> [Description of the task]: Check every line of the data below for the word "photo". Copy the ones that have it.

> [Data records]:

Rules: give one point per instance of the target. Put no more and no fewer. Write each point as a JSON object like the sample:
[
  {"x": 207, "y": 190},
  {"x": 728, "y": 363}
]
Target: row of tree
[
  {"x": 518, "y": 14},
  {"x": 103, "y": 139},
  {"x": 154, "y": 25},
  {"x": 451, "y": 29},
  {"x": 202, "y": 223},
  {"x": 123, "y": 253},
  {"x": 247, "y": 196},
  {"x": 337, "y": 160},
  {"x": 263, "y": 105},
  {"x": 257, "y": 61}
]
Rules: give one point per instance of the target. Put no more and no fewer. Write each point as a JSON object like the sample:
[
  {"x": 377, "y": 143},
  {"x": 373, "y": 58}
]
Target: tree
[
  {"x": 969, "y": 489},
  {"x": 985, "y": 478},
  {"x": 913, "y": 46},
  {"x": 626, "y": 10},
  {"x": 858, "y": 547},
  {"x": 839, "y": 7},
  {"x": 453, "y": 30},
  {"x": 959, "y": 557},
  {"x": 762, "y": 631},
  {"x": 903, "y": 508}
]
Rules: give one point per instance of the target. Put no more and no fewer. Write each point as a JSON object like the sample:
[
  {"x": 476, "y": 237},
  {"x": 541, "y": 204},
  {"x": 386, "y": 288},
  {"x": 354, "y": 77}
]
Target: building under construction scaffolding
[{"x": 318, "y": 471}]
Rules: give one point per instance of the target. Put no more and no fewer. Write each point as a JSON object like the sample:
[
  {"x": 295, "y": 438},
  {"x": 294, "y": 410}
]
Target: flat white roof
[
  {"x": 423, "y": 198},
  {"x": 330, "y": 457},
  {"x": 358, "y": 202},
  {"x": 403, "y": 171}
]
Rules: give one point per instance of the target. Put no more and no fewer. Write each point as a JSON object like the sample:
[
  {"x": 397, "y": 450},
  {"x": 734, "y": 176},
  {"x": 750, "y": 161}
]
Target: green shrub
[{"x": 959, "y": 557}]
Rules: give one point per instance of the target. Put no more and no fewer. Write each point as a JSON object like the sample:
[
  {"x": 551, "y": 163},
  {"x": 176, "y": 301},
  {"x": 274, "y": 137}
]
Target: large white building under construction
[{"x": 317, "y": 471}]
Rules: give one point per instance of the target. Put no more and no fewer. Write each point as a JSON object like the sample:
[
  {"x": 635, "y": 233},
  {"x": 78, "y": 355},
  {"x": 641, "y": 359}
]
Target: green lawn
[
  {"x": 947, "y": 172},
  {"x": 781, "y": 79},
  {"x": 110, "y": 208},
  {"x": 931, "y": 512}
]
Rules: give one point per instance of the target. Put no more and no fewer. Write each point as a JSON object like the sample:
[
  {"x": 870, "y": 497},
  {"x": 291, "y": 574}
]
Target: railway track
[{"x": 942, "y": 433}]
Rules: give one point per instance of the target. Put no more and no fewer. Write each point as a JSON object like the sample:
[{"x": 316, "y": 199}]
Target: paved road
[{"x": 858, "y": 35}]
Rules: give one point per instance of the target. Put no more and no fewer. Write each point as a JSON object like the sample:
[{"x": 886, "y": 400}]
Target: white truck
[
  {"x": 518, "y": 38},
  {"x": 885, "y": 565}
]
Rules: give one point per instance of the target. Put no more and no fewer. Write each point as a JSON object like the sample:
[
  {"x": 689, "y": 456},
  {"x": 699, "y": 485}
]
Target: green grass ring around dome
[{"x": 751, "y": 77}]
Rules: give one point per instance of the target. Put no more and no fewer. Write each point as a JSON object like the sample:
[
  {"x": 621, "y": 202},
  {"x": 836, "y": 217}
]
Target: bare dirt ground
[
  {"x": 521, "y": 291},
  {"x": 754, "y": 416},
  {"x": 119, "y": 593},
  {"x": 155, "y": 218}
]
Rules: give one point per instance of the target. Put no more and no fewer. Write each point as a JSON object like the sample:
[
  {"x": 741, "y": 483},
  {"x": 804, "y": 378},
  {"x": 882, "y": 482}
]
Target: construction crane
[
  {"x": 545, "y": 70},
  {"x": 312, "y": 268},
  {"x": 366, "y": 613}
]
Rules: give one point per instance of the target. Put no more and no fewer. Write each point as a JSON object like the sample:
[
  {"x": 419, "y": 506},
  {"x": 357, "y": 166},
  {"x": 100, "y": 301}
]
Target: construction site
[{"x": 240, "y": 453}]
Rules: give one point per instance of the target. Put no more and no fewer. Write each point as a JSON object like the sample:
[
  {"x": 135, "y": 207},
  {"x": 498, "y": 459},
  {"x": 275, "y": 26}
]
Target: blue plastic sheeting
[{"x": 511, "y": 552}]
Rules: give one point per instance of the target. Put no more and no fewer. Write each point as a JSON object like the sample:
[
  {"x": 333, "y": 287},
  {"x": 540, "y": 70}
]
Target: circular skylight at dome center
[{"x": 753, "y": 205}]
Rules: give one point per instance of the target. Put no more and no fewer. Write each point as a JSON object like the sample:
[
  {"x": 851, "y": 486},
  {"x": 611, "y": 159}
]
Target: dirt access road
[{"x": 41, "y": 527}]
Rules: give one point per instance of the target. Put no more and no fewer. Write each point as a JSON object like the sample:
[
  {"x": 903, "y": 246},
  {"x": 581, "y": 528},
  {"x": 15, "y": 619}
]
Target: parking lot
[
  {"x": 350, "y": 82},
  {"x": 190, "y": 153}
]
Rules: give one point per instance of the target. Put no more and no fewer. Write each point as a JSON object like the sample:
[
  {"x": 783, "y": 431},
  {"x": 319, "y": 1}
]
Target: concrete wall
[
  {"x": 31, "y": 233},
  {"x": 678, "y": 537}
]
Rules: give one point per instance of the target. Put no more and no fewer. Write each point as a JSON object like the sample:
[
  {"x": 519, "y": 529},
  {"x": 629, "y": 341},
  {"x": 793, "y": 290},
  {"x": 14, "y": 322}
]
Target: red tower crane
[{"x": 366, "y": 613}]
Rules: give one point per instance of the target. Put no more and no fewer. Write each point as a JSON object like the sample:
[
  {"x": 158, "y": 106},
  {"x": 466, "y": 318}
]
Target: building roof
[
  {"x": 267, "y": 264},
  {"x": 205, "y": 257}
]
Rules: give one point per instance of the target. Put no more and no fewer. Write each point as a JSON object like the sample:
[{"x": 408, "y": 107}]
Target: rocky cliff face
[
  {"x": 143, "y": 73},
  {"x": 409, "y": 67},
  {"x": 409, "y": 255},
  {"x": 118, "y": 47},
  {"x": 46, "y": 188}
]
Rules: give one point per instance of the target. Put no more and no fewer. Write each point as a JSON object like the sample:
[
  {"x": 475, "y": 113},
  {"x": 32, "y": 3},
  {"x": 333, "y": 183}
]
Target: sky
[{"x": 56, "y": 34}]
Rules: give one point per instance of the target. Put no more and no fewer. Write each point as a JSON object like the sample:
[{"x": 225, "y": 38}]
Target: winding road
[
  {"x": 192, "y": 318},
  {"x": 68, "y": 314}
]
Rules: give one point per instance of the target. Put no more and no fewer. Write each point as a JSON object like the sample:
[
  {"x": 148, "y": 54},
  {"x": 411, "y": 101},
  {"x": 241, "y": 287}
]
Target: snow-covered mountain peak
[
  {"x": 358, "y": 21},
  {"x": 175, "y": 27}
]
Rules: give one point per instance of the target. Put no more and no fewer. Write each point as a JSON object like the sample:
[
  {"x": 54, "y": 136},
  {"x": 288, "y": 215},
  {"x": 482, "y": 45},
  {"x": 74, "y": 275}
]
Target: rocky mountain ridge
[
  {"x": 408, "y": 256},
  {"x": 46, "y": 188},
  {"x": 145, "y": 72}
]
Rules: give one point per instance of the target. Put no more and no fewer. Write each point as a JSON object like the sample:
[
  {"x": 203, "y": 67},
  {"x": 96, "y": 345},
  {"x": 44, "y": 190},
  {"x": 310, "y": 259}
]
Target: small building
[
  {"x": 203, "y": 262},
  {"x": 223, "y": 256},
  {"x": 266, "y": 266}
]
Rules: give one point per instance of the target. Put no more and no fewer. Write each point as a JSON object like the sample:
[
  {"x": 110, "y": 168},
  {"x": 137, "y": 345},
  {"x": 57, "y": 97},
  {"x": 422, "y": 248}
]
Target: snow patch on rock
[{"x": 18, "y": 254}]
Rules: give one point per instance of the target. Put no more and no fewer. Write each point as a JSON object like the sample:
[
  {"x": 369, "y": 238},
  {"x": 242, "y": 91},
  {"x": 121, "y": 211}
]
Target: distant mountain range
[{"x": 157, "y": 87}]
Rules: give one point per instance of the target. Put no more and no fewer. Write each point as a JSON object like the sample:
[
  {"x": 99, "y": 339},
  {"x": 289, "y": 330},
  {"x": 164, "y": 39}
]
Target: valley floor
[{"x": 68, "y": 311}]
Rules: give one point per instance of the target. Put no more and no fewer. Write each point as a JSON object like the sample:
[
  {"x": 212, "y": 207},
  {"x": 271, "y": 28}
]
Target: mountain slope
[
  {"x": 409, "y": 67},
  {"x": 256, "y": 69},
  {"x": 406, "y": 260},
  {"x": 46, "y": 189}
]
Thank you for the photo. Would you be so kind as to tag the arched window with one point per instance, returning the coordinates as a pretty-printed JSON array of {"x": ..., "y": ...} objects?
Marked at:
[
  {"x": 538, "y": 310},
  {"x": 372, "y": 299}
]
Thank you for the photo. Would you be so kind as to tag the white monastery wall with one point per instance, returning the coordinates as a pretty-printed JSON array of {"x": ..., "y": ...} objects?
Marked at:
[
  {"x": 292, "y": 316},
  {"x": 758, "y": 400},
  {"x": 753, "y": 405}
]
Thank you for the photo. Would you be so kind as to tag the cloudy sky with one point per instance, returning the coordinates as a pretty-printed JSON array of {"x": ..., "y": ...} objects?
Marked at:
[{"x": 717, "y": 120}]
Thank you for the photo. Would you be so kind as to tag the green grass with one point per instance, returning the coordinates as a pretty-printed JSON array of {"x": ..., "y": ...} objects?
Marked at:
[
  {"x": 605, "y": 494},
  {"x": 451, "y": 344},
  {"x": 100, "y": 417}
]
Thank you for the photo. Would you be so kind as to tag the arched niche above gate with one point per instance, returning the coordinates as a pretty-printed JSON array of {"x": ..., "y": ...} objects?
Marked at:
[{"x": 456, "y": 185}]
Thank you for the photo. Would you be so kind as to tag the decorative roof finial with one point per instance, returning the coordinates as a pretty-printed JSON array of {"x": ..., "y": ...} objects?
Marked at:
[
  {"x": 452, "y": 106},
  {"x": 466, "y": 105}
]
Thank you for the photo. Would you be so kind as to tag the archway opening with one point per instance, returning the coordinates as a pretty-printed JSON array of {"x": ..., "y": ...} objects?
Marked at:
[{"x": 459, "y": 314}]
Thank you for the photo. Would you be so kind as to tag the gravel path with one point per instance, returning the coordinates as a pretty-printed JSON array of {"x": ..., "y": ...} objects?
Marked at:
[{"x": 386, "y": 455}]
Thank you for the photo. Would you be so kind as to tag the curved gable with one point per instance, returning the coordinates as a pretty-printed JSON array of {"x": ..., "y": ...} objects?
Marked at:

> [Output for this task]:
Thank you for the photo. Would you be so kind as to tag the arched window with one point per instance, returning the coordinates as a pretty-printed JSON array of {"x": ..., "y": ...} objects?
Thank you for the photo. Would you be so kind as to tag the white monastery wall with one point per instance, returning the coordinates as a pretty-printed JSON array of {"x": ..., "y": ...} objects?
Thank you for the photo. Would you be so kind as to tag the cloudy sky with one point per instance, returning the coordinates as a pretty-printed JSON array of {"x": ..., "y": ...} objects?
Thank you for the photo. Would you be so kind as to tag the green grass with one point per instance, returning the coordinates as a pretty-printed JSON array of {"x": ..., "y": ...} objects?
Thank you for the photo. Would you be so kind as to tag the arched niche above gate with one point per instance, returning the coordinates as a pretty-printed JSON array of {"x": ..., "y": ...} objects?
Thank you for the photo. Would you be so kind as to tag the decorative roof finial with one point per instance, returning the coordinates as a pretty-printed JSON array of {"x": ..., "y": ...} objects?
Thank you for the photo. Would you be so kind as to tag the archway opening with one point per instance, returning the coordinates as a pretty-printed JSON array of {"x": ..., "y": ...} objects?
Thank you for the photo. Would you be so kind as to tag the gravel path with one point per instance, returning the coordinates as a pretty-printed JSON array of {"x": ..., "y": ...} objects?
Thank you for the photo. Would you be so kind as to tag the curved gable with one point per instance, returning the coordinates as a pretty-printed JSON array of {"x": ..., "y": ...} objects?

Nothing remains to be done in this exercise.